- Written task
Copy out the stretch of the listing that begins with the line containing "[point] every instance of the candle" and continues through the last line of the listing, keeping both of those lines and every line between them unchanged.

- Task input
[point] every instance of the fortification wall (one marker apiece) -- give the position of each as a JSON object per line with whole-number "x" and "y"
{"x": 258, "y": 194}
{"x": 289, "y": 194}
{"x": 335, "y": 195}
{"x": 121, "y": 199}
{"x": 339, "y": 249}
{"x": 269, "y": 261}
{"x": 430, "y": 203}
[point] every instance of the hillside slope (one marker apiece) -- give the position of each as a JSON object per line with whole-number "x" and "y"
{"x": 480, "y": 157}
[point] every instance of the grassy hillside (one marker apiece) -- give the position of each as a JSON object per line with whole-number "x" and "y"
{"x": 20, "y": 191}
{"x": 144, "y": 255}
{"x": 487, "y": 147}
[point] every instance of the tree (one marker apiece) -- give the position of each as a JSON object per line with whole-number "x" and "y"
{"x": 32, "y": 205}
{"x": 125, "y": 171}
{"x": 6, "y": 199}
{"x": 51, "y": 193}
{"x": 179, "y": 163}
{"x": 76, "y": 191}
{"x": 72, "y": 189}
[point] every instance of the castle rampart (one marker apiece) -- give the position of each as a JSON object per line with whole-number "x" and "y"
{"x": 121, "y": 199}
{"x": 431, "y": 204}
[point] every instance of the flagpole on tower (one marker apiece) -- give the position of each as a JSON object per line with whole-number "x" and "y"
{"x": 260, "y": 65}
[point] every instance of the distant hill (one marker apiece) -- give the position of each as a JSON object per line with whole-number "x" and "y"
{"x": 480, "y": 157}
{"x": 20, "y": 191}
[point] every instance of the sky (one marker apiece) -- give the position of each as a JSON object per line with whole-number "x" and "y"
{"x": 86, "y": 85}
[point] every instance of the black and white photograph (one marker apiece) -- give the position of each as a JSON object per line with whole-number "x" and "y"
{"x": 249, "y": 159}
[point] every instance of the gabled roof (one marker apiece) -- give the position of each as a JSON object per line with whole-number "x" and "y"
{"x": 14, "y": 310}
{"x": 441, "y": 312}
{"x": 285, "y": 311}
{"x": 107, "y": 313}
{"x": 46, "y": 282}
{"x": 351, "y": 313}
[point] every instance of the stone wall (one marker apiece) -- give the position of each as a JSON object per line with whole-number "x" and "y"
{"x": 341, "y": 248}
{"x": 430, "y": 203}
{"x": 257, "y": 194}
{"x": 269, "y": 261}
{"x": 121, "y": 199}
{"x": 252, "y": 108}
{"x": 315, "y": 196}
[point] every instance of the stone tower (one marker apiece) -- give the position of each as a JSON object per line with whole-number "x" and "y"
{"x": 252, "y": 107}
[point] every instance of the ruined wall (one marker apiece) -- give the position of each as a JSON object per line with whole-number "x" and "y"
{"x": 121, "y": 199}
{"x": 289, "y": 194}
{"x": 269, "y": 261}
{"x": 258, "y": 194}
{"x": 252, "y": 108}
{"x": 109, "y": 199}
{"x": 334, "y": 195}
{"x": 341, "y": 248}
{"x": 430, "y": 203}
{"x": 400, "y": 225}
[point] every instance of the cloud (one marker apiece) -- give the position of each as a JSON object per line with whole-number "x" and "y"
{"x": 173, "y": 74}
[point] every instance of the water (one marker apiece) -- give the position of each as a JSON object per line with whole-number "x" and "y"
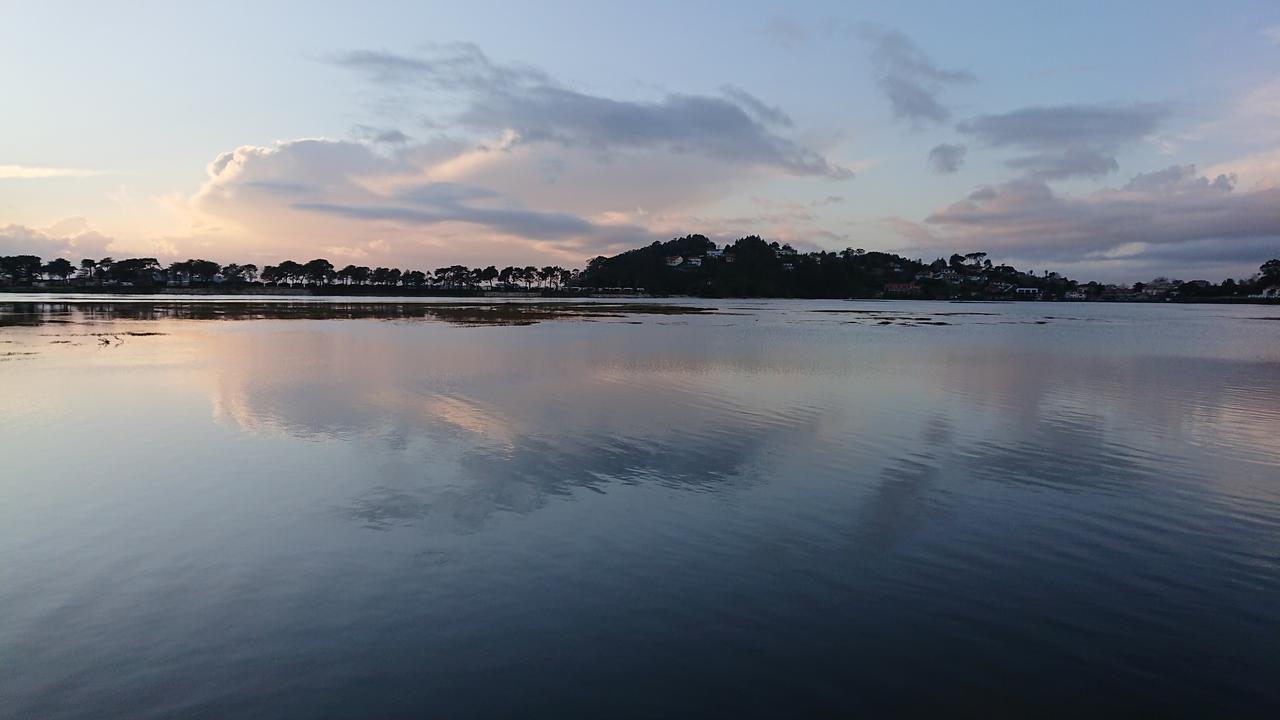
{"x": 703, "y": 507}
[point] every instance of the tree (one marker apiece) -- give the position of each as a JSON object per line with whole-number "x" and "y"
{"x": 59, "y": 268}
{"x": 1270, "y": 269}
{"x": 318, "y": 270}
{"x": 104, "y": 268}
{"x": 289, "y": 270}
{"x": 21, "y": 268}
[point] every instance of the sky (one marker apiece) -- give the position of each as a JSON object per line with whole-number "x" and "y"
{"x": 1114, "y": 141}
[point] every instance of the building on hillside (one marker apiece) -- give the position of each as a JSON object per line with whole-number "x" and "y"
{"x": 901, "y": 288}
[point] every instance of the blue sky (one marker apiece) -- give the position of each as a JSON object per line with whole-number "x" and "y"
{"x": 420, "y": 135}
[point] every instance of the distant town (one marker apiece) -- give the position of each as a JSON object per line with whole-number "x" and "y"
{"x": 690, "y": 265}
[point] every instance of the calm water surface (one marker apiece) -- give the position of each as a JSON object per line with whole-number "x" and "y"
{"x": 704, "y": 507}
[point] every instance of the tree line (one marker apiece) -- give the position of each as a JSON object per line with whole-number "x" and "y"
{"x": 145, "y": 272}
{"x": 749, "y": 267}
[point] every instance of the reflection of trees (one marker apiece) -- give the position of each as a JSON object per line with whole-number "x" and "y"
{"x": 462, "y": 314}
{"x": 528, "y": 472}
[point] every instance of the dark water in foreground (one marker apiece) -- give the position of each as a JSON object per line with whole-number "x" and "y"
{"x": 759, "y": 509}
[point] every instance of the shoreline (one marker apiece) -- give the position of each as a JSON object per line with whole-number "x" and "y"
{"x": 480, "y": 295}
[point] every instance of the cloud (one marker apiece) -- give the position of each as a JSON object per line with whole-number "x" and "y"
{"x": 909, "y": 78}
{"x": 72, "y": 238}
{"x": 534, "y": 108}
{"x": 304, "y": 190}
{"x": 28, "y": 172}
{"x": 1164, "y": 214}
{"x": 1066, "y": 140}
{"x": 946, "y": 158}
{"x": 370, "y": 133}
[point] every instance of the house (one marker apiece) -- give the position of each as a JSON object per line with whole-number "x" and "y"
{"x": 901, "y": 288}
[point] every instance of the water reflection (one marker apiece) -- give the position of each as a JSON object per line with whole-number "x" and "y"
{"x": 417, "y": 510}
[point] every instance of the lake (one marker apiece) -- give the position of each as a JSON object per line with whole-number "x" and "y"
{"x": 236, "y": 507}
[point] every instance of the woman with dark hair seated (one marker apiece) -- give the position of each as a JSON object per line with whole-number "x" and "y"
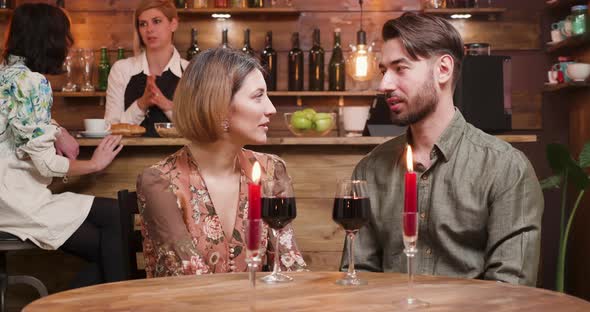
{"x": 37, "y": 43}
{"x": 194, "y": 202}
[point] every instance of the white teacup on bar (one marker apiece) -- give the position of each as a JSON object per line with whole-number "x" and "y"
{"x": 95, "y": 125}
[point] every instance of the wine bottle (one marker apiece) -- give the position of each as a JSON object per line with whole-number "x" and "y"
{"x": 269, "y": 62}
{"x": 194, "y": 48}
{"x": 336, "y": 72}
{"x": 255, "y": 3}
{"x": 295, "y": 65}
{"x": 120, "y": 53}
{"x": 224, "y": 43}
{"x": 103, "y": 69}
{"x": 247, "y": 48}
{"x": 316, "y": 64}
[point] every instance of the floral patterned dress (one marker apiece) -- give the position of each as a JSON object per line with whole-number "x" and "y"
{"x": 28, "y": 162}
{"x": 186, "y": 237}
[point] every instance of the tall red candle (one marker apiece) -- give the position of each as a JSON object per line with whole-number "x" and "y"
{"x": 410, "y": 196}
{"x": 254, "y": 211}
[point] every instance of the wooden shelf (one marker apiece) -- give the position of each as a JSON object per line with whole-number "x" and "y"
{"x": 240, "y": 12}
{"x": 560, "y": 4}
{"x": 564, "y": 86}
{"x": 79, "y": 94}
{"x": 270, "y": 93}
{"x": 323, "y": 93}
{"x": 566, "y": 46}
{"x": 472, "y": 11}
{"x": 359, "y": 141}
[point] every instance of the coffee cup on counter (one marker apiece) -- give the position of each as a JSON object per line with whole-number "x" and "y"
{"x": 95, "y": 125}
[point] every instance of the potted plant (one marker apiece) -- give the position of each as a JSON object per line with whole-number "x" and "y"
{"x": 566, "y": 171}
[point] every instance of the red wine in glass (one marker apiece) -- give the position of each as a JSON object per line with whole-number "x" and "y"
{"x": 277, "y": 212}
{"x": 351, "y": 213}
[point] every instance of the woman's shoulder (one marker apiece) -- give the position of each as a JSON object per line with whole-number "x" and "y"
{"x": 18, "y": 80}
{"x": 129, "y": 66}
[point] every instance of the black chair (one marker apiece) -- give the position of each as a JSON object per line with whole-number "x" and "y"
{"x": 8, "y": 243}
{"x": 131, "y": 238}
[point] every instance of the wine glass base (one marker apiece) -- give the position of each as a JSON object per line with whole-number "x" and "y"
{"x": 412, "y": 303}
{"x": 351, "y": 282}
{"x": 276, "y": 278}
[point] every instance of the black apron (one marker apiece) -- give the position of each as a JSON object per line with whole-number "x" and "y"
{"x": 166, "y": 82}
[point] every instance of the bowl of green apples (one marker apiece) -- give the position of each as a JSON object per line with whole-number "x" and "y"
{"x": 308, "y": 122}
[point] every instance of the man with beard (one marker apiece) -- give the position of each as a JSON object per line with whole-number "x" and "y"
{"x": 479, "y": 201}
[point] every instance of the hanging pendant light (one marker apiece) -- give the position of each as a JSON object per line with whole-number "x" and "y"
{"x": 361, "y": 64}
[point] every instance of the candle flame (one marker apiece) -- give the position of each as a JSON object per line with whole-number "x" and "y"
{"x": 256, "y": 172}
{"x": 409, "y": 159}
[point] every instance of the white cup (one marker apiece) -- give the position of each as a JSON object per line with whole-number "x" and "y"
{"x": 552, "y": 76}
{"x": 95, "y": 125}
{"x": 556, "y": 35}
{"x": 354, "y": 119}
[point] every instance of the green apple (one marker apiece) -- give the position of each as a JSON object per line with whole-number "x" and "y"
{"x": 322, "y": 125}
{"x": 299, "y": 114}
{"x": 309, "y": 113}
{"x": 300, "y": 123}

- Result
[point] every instance of the candle flame (one marker apiece) -- give the position of each as a JSON object per line with whole-number "x" and "y"
{"x": 256, "y": 172}
{"x": 409, "y": 159}
[point] every instance of the white cup (one marker apiece) -- give the position of each as a JSON object per line with whole-number "x" and "y"
{"x": 552, "y": 76}
{"x": 95, "y": 125}
{"x": 556, "y": 35}
{"x": 354, "y": 119}
[point] every instance of the green apple (one marker apiece) -- give the position of each as a JSON object per line with whole-number "x" and "y"
{"x": 322, "y": 125}
{"x": 299, "y": 114}
{"x": 309, "y": 113}
{"x": 300, "y": 123}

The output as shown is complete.